Records of labeled points —

----------------

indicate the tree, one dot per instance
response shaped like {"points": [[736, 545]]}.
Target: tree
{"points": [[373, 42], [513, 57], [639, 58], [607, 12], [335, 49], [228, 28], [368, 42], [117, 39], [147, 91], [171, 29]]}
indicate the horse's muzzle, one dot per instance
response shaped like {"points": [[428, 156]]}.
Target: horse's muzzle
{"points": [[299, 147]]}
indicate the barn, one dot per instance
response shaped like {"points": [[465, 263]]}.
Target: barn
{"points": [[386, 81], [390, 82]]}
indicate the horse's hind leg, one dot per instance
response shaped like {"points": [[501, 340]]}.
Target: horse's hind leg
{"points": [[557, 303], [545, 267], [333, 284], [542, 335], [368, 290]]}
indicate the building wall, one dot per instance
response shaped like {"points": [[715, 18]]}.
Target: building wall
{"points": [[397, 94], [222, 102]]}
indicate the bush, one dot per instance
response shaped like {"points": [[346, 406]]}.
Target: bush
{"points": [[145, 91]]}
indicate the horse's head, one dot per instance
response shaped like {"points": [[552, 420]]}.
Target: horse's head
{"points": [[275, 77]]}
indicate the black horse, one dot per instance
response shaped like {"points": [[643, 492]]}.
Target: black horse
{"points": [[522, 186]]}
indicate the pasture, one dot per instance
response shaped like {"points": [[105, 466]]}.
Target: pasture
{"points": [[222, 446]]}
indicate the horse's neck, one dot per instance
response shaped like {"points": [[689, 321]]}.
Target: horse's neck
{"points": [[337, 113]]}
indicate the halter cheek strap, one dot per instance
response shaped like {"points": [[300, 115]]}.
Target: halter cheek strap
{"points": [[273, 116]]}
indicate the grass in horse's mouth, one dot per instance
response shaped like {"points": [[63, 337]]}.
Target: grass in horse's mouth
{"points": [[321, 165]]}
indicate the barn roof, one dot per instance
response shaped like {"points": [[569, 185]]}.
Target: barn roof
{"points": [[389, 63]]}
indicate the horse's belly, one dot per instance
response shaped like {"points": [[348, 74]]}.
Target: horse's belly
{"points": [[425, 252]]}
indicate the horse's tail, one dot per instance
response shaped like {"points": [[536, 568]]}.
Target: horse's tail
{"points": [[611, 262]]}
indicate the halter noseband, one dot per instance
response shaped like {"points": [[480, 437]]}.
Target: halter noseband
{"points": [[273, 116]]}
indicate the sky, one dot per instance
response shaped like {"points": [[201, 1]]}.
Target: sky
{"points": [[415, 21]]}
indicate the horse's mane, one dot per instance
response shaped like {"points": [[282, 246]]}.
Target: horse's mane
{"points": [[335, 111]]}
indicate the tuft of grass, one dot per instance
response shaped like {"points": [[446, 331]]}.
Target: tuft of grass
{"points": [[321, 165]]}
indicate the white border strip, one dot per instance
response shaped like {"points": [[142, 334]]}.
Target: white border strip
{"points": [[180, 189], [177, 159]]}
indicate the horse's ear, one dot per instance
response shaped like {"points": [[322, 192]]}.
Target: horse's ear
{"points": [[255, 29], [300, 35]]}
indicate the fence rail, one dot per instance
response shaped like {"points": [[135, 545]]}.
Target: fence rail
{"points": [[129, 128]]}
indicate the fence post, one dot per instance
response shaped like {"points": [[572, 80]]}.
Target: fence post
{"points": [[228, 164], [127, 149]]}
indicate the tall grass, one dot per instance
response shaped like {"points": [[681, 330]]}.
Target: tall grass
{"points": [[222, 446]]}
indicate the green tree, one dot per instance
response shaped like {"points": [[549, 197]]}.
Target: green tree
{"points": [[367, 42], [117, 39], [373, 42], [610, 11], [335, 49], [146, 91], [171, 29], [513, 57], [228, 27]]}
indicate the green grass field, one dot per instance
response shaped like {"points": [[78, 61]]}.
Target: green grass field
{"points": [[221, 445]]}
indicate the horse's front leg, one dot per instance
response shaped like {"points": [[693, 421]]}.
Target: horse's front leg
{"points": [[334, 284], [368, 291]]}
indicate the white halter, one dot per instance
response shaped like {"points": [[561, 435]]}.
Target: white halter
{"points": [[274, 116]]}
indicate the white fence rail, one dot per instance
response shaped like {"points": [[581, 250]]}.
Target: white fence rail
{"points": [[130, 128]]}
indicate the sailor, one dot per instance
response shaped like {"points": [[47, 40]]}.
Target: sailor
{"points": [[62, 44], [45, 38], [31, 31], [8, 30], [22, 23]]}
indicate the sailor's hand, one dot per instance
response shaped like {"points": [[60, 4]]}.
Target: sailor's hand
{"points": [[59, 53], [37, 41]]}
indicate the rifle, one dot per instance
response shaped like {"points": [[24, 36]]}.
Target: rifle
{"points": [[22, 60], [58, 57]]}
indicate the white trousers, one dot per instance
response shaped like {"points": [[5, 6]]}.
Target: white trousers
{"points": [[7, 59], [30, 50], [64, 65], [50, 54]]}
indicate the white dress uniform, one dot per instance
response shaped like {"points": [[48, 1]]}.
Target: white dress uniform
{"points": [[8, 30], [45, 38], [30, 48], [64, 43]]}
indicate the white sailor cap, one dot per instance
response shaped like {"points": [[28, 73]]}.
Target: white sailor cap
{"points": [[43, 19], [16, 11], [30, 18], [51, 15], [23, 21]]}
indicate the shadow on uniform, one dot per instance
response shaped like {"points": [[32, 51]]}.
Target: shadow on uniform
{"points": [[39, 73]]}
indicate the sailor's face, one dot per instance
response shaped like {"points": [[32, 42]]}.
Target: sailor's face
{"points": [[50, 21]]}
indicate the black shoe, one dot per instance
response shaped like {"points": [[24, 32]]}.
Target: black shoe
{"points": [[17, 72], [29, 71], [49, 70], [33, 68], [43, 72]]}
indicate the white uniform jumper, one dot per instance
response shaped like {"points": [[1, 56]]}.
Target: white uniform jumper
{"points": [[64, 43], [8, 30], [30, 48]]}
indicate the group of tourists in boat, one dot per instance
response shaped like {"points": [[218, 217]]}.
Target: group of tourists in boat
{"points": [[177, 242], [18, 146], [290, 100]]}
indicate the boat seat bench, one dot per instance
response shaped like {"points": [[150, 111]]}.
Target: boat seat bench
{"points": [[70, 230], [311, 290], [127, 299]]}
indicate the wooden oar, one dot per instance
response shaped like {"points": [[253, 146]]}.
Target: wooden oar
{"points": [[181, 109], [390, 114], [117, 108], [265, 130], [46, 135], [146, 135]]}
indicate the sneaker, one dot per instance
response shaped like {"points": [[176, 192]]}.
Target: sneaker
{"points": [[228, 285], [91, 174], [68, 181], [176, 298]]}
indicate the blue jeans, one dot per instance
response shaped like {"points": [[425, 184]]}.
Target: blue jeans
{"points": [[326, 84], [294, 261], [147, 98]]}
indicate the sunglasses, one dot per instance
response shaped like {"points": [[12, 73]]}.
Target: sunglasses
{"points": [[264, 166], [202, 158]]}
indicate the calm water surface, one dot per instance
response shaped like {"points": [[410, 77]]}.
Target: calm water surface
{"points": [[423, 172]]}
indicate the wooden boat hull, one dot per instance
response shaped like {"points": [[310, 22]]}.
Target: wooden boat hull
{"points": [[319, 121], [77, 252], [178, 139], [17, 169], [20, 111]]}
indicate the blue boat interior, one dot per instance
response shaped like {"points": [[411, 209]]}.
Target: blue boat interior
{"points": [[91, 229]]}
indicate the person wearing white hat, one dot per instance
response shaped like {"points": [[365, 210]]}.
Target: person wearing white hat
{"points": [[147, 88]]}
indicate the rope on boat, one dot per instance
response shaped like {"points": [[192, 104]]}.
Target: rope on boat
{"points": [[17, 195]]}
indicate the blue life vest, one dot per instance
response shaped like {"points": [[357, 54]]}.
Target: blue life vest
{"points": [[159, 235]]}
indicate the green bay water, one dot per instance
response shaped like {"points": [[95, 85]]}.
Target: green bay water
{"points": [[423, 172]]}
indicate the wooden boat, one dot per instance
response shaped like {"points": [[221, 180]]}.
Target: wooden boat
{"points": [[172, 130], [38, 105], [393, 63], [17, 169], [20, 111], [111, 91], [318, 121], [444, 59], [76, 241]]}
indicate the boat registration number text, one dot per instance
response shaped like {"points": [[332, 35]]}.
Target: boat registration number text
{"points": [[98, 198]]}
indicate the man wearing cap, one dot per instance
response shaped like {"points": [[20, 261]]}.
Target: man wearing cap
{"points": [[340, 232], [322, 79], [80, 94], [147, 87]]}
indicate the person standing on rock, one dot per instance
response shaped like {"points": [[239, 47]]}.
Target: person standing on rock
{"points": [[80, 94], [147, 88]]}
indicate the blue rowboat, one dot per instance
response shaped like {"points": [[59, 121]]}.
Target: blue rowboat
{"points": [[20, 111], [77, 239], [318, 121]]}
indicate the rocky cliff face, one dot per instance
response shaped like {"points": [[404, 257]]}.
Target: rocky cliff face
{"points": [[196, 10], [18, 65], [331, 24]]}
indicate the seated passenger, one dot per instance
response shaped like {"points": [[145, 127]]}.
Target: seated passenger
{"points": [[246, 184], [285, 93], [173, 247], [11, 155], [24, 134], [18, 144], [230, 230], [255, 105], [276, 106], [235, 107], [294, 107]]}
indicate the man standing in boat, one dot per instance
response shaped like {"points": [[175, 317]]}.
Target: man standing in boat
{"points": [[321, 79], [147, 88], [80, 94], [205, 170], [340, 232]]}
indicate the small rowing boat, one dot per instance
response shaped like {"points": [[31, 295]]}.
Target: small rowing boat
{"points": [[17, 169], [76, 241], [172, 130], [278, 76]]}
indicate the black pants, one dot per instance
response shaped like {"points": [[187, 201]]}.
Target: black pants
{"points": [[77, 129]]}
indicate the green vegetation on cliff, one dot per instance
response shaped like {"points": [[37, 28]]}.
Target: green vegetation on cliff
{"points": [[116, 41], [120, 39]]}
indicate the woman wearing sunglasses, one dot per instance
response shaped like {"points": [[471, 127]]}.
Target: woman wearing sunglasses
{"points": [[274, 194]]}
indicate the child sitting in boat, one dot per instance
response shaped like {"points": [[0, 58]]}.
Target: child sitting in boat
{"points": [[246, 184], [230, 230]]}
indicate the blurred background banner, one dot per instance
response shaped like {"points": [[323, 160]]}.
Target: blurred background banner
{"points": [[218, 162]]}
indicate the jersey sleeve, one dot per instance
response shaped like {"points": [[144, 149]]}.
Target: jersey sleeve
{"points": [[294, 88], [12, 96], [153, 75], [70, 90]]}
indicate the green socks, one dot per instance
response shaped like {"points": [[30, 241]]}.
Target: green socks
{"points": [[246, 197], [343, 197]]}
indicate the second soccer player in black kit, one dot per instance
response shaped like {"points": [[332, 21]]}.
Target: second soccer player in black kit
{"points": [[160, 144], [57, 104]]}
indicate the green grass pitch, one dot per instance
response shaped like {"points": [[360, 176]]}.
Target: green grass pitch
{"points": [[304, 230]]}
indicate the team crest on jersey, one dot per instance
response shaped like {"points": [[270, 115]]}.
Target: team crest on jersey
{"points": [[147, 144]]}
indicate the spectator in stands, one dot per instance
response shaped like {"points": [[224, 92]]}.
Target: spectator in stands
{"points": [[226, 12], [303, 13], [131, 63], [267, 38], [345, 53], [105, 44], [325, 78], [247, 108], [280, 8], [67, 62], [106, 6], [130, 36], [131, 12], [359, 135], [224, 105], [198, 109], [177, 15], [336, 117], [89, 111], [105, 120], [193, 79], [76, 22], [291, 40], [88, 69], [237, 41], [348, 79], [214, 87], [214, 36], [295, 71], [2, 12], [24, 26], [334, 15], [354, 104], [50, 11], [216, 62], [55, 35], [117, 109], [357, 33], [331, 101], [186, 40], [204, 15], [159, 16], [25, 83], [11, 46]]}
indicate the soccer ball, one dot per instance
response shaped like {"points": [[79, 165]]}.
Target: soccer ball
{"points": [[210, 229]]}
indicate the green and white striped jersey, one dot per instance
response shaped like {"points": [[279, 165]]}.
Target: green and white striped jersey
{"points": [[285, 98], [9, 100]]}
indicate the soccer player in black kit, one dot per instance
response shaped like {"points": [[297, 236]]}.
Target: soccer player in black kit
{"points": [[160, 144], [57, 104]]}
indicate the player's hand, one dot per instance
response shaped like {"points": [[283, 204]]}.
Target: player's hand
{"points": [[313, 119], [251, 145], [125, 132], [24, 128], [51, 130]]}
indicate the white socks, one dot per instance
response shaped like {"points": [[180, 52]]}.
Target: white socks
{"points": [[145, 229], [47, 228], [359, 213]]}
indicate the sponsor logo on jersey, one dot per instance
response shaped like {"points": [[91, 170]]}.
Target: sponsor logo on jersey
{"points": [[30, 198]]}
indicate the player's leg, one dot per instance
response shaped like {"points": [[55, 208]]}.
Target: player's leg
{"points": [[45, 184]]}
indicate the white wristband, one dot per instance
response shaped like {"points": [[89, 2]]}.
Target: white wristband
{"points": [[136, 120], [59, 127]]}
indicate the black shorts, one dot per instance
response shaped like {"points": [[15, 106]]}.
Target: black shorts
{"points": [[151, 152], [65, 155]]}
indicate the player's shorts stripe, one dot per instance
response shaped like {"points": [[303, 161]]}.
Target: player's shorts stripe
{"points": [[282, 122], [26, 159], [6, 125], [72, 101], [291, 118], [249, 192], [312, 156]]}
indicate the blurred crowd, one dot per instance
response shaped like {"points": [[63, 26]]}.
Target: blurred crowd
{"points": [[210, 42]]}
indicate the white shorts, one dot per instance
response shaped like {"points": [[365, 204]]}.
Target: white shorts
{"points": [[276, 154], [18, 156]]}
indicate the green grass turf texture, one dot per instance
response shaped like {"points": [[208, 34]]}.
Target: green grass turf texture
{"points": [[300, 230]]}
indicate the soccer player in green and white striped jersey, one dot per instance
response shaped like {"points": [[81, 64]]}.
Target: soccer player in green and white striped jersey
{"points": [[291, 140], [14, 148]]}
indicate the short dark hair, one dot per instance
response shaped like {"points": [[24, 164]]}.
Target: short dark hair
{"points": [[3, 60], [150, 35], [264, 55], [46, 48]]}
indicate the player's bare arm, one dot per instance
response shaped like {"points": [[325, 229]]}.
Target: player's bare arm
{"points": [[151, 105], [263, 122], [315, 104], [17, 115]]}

----------------

PROBLEM TO SOLVE — Copy out the lines from the line containing "indicate the blurred crowd, one" to the end of the listing above, without alteration.

EXERCISE OUTPUT —
indicate the blurred crowd, one dot per instance
response shaped like {"points": [[63, 26]]}.
Target: blurred crowd
{"points": [[210, 42]]}
indicate the white shorts, one dot per instance
response shaped like {"points": [[365, 204]]}.
Target: white shorts
{"points": [[276, 154], [18, 156]]}
indicate the green grass turf texture, one dot per instance
response shaped like {"points": [[208, 34]]}.
Target: green grass turf texture
{"points": [[300, 230]]}
indicate the soccer player in green and white striped jersey, one dot per instance
response shaped like {"points": [[81, 64]]}.
Target: soccer player in green and white striped jersey
{"points": [[291, 140], [14, 148]]}
indicate the short dark hair, one dot per instance
response shaped like {"points": [[24, 164]]}.
Target: short dark hair
{"points": [[3, 60], [150, 35], [264, 55], [46, 48]]}
indicate the player's bare arm, one dot per instance
response shaped like {"points": [[325, 229]]}.
Target: player's bare arm
{"points": [[151, 105], [263, 122], [315, 104], [17, 115]]}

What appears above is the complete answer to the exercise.